Task details | Print verbatim every line starting at the one that contains "of the coniferous" and ending at the final line of the records; include both endpoints.

(Pointing dataset excerpts)
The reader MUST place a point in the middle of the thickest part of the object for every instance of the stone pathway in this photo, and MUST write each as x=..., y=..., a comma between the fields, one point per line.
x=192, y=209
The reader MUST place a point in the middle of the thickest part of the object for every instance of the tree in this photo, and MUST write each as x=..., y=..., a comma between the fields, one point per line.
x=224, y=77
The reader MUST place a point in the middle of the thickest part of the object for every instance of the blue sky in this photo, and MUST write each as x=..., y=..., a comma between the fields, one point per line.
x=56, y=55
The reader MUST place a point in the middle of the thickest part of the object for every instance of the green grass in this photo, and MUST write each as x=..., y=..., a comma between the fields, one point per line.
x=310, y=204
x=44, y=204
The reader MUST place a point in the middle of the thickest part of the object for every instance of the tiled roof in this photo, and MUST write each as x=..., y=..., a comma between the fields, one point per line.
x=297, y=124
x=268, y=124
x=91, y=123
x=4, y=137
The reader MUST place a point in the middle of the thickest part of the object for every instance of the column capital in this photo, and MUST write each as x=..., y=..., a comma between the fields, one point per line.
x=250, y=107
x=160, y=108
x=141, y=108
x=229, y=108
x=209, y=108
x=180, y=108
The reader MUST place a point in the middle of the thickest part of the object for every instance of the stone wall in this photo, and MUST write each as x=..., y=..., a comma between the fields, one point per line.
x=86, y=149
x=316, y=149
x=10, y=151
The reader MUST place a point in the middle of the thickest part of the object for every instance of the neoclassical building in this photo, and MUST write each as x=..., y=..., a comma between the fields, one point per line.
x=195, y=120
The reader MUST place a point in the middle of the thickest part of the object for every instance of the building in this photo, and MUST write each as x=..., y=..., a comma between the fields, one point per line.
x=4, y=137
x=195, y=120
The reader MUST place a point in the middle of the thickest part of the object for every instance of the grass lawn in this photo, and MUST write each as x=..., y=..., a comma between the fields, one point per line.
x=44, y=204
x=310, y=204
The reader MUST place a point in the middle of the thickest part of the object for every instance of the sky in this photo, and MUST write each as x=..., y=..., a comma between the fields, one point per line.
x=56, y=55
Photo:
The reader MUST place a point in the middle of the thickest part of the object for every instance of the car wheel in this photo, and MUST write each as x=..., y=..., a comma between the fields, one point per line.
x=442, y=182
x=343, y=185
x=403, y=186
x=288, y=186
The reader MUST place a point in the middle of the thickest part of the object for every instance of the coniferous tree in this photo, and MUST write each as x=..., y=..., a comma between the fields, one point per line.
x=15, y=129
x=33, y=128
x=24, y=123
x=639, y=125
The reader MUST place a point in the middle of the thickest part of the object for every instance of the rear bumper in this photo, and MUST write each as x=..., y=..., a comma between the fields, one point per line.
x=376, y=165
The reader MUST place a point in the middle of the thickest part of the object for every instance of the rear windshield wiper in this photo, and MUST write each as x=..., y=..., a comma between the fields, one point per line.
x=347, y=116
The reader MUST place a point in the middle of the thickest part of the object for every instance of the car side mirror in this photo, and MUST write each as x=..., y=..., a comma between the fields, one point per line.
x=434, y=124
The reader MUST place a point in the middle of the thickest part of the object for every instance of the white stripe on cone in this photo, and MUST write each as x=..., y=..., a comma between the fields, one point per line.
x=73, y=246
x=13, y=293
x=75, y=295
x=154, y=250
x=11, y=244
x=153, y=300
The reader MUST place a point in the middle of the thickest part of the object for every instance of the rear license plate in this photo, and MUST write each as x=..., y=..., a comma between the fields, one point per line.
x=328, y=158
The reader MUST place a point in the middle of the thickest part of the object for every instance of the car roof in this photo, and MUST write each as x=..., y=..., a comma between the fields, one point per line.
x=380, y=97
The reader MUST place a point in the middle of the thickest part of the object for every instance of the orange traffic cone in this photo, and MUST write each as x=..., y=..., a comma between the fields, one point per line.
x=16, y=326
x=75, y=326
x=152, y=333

Written response |
The reader MUST place a point in the middle of the thickest part of the object for every instance of the coniferous tree in this photo, and MUST write each as x=..., y=..., a comma between the fields, one point per line.
x=15, y=129
x=33, y=128
x=24, y=123
x=639, y=125
The reader MUST place a point in the middle of the thickest part of the object for every instance of the rear bumper in this photo, and MUST write each as x=..., y=..., a comma between the fields, one point per line.
x=376, y=165
The reader MUST place a point in the middle of the thickest part of the object for every instance of the rear windshield wiper in this photo, and MUST write each as x=..., y=..., a comma between the fields, one point per line.
x=347, y=116
The reader MUST place a point in the middle of the thickest part of the object for every instance of the car side mirror in this photo, and MUST write each as x=..., y=..., a comma between the fields, one point per line.
x=434, y=124
The reader MUST place a point in the middle of the thickest part of the object for every instance of the white stripe on cone in this photo, and MUST write each as x=..., y=..., a comma between the fields, one point per line.
x=73, y=246
x=13, y=293
x=75, y=295
x=154, y=250
x=11, y=244
x=153, y=300
The reader MUST place a point in the middle of the thickest part of the object for every instance of the rear license plate in this photo, and MUST write each as x=..., y=..., a comma between the fields, one point per line.
x=328, y=158
The reader MUST place a point in the middle of the thickest part of the object for every instance of the car roof in this photo, and MUST write each as x=..., y=..., a comma between the fields, one point per line.
x=380, y=97
The reader MUST place a point in the middle of the thickest part of the object for every instance of the orange traffic cone in this photo, and MUST write each as x=..., y=..., a comma between the fields, one point per line.
x=16, y=326
x=75, y=326
x=152, y=333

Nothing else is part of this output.